◆ **Required work**:
A. In the sewing blog, rewrite the passage starting with "More spinning, but" and going on through "me wearing it.", substituting "porch chairs" for "patio chairs".
B. Identify every year mentioned in the sewing blog.
C. Continue the sewing blog, starting after its final sentence.

◆ **Page**:
** start **

Sunday, August 25, 2019

Summer white

I recently completed this top:


Wore it to work so I too a selfie with Curiosity


The pattern is Vogue 1306 - a "Rebecca Taylor" design from around 2012 and now out of print. 





The fabric is a white cotton with some cross-grain stretch. The fabric had been aging in my stash - I recall purchasing it from fabric.com around 2001. Yikes!

I made no changes to the pattern and cut a straight medium, based on reviews that the pattern ran large.

The finished top looks like the pattern envelope but not quite like the line drawing. The gathers are more horizontal and not at an angle like you see in the drawing.

Here are my construction notes:

For the placket, pay attention to the seam allowance of 1/4 inch because that will determine how large the visible binding will be. I sewed only one line of top-stitching instead of the two the instructions called for. I also top-stitched the shoulder seam. I don't think the instructions say to do this, but I usually do this on t-shirt-like tops because I see that top-stitching in RTW and it keeps the shoulder seam in place. 

I used the "tricot" stitch on my sewing machine, which is a narrow type of zigzag, to sew on the neck band but then I didn't like the way the seam allowance laid. So I went back and used the serger, sewing very close to the first seam, and then top-stitched with the sewing machine. I still didn't like the way the neckband and placket join, but I'm not sure how I'd construct it differently. 

For the sleeves, I usually sew them in flat on knit shirts and that's how the instructions have you do them, but they also say to gather the sleeves between the marked dots to manage the ease. I found I had to do the gathering - I tried without it but couldn't line things up. I used my serger to sew the sleeves in and also for the side seams. But fearing that the top might be a little snug at a size medium, I serged only a 1/4 inch seam allowance (and I'm glad I did!)

I used the coverstitch on my serger for the hems and left the sleeve un-cuffed.

Lessons learned:
  1. Mark the dots - there are a lot of them: for the gathering, the placket and to ease in the sleeves. Since this was white fabric I used tailor tacks.
  2. The pattern points out where to slash for the placket and the gathers, but don't do it until after you stay stitch on either side of where you will slash. I didn't pay attention so I made the cut for the gathers when I cut out the pattern and though it wasn't the end of the world, it made the front pieces floppier and a bit more difficult to stay stitch.
  3. Next time I would trim the 5/8 seam allowance to 1/4 and use the serger for everything except the gathers in the front and maybe the placket.
  4. If I make this again, I'll lengthen the front a bit - the gathers are hitting a little high and aren't quite under my bust.
Overall, it's a nice casual top and a change from a plain t-shirt. 

Monday, August 19, 2019

More spinning, but there was some sewing

I did some more home dec sewing to finish summer outdoor covers for new patio chairs (boring stuff, so no pictures). I did sew a new top to wear, but I'll show the results in my next post after I get a picture of me wearing it. 

So in the meantime, more spinning!


This is a fiber I bought in Tallin, Estonia in 2013. Here's a picture of me when I bought it. Look how happy I am to have a big blue plastic bag of yarn and fiber! The prices were pretty fantastic too.

** end **

◆ **Supplied data**:
** start **

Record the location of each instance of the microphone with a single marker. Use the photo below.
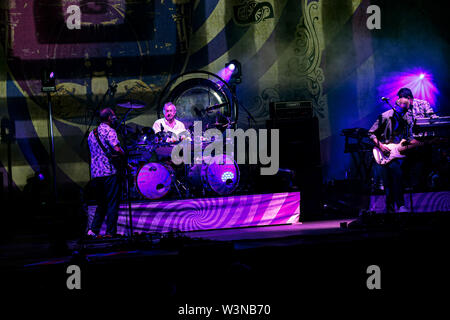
(197, 112)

** end **

◆ **Solved tasks**:
A.
More spinning, but there was some sewing

I did some more home dec sewing to finish summer outdoor covers for new porch chairs (boring stuff, so no pictures). I did sew a new top to wear, but I'll show the results in my next post after I get a picture of me wearing it.

B. 2019, 2012, 2001, 2013

C.
And this is a close-up of the fiber - nice pink, cream and tan colors and already prepped into a "pencil roving." I guess you could knit with it as-is, but it might fall apart because it has no twist in it. I don't know what kind of fiber it is, I mean it's wool from a sheep, but I just don't know what breed.


Wednesday, July 24, 2019

I made yarn

I finished spinning the fiber I was working on during Tour de Fleece. Someone told me that my spinning will improve if I participate in this event, which is where you spin during the Tour de France bicycle race (either while watching or not...no requirements). Everyone is supposed to set goals and for many, including myself, my goal is just to spin every day, which would be hard except we sit down every evening to watch the recorded Tour de France so I just sit in front of my spinning wheel instead.

And here is the yarn I made:


I really like this! I wasn't sure about the color combination at first and the singles on the bobbins only give some indication of what the finished plied yarn will look like:


My spinning is getting more consistent, and I didn't have too many places where it got too thin or too thick. Too thin is more of a problem because if I draft a bit that's too thick, I can usually stop and redraft it a bit thinner if I haven't gone too far past it; however, too thin is forever too thin. My only option is to remove it and rejoin but often when I do that my join isn't very good and the result is worse than a too-thin section.

I ended up with almost 700 yards out of the 8 ounces of fiber. Quite a lot! I thought I'd be spinning it and plying it forever.

I also finished the yarn - I'm a chronic "non-finisher" in that I enjoy the process of making something but then for some reason I get close to the end and stop. I have to push myself to seam the sweater I knit, hem the garment I sewed, finish the tassels on something I wove, and to wash and snap the yarn I spun. Washing spun yarn is needed to "set the twist" - it relaxes the yarn and releases the tension that's been spun into it as well as removing any dirt or oils. Snapping is something you do to help distribute the plied twist more evenly. When you wind off the plied yarn, you usually do it onto a niddy noddy, from which you can make a skein.

niddy noddy

To snap the yarn you put the loop of yarn between your two hands (like you're doing "cats in the cradle") and jerk your hands outward to "snap" the yarn. 

Wet wool drying on a sunny and warm day

I'll leave you with a picture of the previous yarn I spun. I finally washed and snapped it too!



Friday, July 05, 2019

Current projects

Lots of projects in-work and finished - I like to keep busy!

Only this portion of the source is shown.